OBJECTIVE –
Edit the records below so that every occurrence of "green vegetation" reads "leafy plants", keeping all other text unchanged.

**** MATERIAL FOR THE TASK

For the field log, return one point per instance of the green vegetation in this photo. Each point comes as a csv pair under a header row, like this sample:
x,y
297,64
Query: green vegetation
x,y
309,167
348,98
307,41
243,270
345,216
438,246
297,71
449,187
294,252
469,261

********

CORRECT RESULT –
For the field log, return one point per instance of the leafy plants in this photo. Each point comes as a csv pair under a header row, like this sample:
x,y
297,64
Query: leafy plants
x,y
309,167
348,98
307,41
243,270
345,216
438,246
297,71
449,187
294,252
469,261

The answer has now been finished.